• **課題**
次の項目をすべて、一行も省かず一字も変えずに書き写してください。

• **提供項目**
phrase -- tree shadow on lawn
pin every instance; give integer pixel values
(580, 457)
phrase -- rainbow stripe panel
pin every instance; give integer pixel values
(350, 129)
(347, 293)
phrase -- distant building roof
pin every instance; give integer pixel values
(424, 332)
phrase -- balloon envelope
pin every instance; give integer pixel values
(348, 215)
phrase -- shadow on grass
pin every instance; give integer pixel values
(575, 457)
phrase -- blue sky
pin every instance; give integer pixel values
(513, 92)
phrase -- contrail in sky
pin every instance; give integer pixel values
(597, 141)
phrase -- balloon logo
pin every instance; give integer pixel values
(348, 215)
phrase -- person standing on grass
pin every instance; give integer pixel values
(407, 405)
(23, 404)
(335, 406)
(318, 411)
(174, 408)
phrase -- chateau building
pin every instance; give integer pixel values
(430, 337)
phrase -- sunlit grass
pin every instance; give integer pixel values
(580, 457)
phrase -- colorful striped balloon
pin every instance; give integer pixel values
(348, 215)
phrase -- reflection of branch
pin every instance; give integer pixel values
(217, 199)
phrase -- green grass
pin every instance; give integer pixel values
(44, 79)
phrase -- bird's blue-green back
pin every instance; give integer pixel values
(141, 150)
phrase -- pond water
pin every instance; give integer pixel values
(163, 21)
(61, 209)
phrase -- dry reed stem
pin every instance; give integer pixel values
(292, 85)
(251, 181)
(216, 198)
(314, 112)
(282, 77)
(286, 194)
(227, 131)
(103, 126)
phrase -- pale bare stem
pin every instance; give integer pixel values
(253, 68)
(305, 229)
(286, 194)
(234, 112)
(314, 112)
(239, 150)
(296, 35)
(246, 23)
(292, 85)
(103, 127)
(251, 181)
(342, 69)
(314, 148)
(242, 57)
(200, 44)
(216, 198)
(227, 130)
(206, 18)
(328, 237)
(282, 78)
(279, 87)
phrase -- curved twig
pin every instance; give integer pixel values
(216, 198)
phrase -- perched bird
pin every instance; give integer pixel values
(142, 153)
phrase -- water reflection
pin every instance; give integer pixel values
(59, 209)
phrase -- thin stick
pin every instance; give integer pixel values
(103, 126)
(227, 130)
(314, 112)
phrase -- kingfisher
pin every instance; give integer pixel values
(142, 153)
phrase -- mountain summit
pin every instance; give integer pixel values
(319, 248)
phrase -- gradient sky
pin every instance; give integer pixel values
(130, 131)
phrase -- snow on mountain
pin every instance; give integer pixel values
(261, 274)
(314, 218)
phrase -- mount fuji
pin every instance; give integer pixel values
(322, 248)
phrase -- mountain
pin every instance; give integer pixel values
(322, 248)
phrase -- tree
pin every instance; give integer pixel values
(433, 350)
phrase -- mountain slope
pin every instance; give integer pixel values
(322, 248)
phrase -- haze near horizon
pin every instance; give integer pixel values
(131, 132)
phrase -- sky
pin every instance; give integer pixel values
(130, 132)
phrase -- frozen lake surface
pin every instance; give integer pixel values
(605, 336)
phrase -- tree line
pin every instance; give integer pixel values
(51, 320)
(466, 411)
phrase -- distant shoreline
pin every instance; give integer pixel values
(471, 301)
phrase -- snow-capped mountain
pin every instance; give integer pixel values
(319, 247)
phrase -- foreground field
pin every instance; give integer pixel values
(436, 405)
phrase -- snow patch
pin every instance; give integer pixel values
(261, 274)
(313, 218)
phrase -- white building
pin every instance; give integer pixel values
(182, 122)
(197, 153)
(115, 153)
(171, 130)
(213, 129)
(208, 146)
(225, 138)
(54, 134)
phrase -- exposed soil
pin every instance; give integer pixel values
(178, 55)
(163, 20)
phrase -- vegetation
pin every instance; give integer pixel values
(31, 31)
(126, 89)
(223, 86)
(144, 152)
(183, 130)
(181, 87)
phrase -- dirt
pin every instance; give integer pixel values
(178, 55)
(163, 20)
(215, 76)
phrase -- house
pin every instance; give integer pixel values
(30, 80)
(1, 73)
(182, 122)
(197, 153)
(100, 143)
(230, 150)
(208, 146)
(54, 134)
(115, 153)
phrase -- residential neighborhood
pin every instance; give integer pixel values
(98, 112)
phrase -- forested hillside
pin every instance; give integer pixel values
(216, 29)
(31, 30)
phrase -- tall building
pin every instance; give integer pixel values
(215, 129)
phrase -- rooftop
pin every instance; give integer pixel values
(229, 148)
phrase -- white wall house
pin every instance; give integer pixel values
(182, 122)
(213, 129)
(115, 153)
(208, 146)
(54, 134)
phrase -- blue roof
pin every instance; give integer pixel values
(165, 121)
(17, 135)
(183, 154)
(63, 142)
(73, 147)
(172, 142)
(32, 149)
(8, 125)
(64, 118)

• **解答**
phrase -- tree shadow on lawn
pin every instance; give integer pixel values
(580, 457)
phrase -- rainbow stripe panel
pin every instance; give integer pixel values
(350, 129)
(347, 293)
phrase -- distant building roof
pin every instance; give integer pixel values
(424, 332)
phrase -- balloon envelope
pin every instance; give integer pixel values
(348, 215)
phrase -- shadow on grass
pin every instance; give integer pixel values
(575, 457)
phrase -- blue sky
pin every instance; give integer pixel values
(513, 92)
phrase -- contrail in sky
pin every instance; give integer pixel values
(597, 141)
phrase -- balloon logo
pin every instance; give integer pixel values
(348, 215)
phrase -- person standing on grass
pin every instance; give integer pixel values
(407, 405)
(23, 404)
(335, 406)
(318, 411)
(174, 408)
phrase -- chateau building
pin every instance; give integer pixel values
(430, 337)
phrase -- sunlit grass
pin every instance; give integer pixel values
(580, 457)
phrase -- colorful striped balloon
pin every instance; give integer pixel values
(348, 215)
phrase -- reflection of branch
pin every instance; give integer pixel values
(217, 199)
phrase -- green grass
pin every instance; give integer pixel values
(44, 79)
phrase -- bird's blue-green back
pin every instance; give integer pixel values
(141, 150)
phrase -- pond water
pin every instance; give integer pixel values
(163, 21)
(61, 209)
phrase -- dry reed stem
pin every instance; give integer pixel values
(292, 85)
(251, 181)
(216, 198)
(314, 112)
(282, 77)
(286, 194)
(227, 131)
(103, 126)
phrase -- pale bare stem
pin every instance; give integer pixel values
(253, 68)
(305, 229)
(286, 194)
(234, 112)
(314, 112)
(239, 150)
(296, 35)
(246, 23)
(292, 85)
(103, 127)
(251, 181)
(342, 69)
(314, 148)
(242, 57)
(200, 44)
(216, 198)
(227, 130)
(206, 18)
(328, 237)
(282, 78)
(279, 87)
phrase -- curved twig
pin every instance; give integer pixel values
(216, 198)
phrase -- perched bird
pin every instance; give integer pixel values
(142, 153)
phrase -- water reflection
pin every instance; give integer pixel values
(59, 209)
phrase -- thin stick
pin every instance; give integer pixel values
(103, 126)
(227, 130)
(314, 112)
phrase -- kingfisher
pin every instance; give integer pixel values
(142, 153)
phrase -- mountain summit
pin every instance; give integer pixel values
(319, 248)
phrase -- gradient sky
pin every instance; give integer pixel values
(130, 131)
phrase -- snow on mountain
pin every instance; give integer pixel values
(261, 274)
(314, 218)
phrase -- mount fuji
pin every instance; give integer pixel values
(322, 248)
phrase -- mountain
pin every instance; give integer pixel values
(322, 248)
phrase -- tree
pin every instance; give integer pixel values
(433, 350)
phrase -- mountain slope
pin every instance; give integer pixel values
(322, 248)
phrase -- haze near horizon
pin every instance; give integer pixel values
(131, 132)
phrase -- sky
pin every instance; give integer pixel values
(130, 132)
phrase -- frozen lake surface
pin every instance; give integer pixel values
(605, 336)
phrase -- tree line
pin every instance; give integer pixel values
(51, 320)
(466, 411)
phrase -- distant shoreline
pin every instance; give integer pixel values
(471, 301)
phrase -- snow-capped mountain
pin every instance; give integer pixel values
(319, 247)
phrase -- foreground field
pin every instance; give integer pixel values
(436, 405)
phrase -- snow patch
pin every instance; give integer pixel values
(261, 274)
(313, 218)
phrase -- white building
pin every instance; give integer pixel values
(182, 122)
(197, 153)
(115, 153)
(171, 130)
(213, 129)
(208, 146)
(225, 138)
(54, 134)
phrase -- exposed soil
pin every instance; give integer pixel values
(178, 55)
(163, 20)
phrase -- vegetation
pin every instance; give integer pixel values
(31, 31)
(126, 89)
(223, 86)
(144, 152)
(183, 130)
(181, 87)
phrase -- dirt
pin every instance; give integer pixel values
(178, 55)
(163, 20)
(215, 76)
phrase -- house
pin every instance; give integer pixel values
(30, 80)
(1, 73)
(182, 122)
(197, 153)
(100, 143)
(230, 150)
(208, 146)
(54, 134)
(115, 153)
phrase -- residential neighborhood
pin every instance; give integer pixel values
(98, 112)
phrase -- forested hillside
pin every instance; give integer pixel values
(216, 29)
(31, 30)
phrase -- tall building
pin every instance; give integer pixel values
(215, 129)
phrase -- rooftop
pin every instance; give integer pixel values
(229, 148)
phrase -- white wall house
pin every instance; give integer pixel values
(182, 122)
(213, 129)
(115, 153)
(208, 146)
(54, 134)
phrase -- blue roof
pin every instance; give integer pixel values
(165, 121)
(17, 135)
(183, 154)
(63, 142)
(73, 147)
(172, 142)
(32, 149)
(8, 125)
(64, 118)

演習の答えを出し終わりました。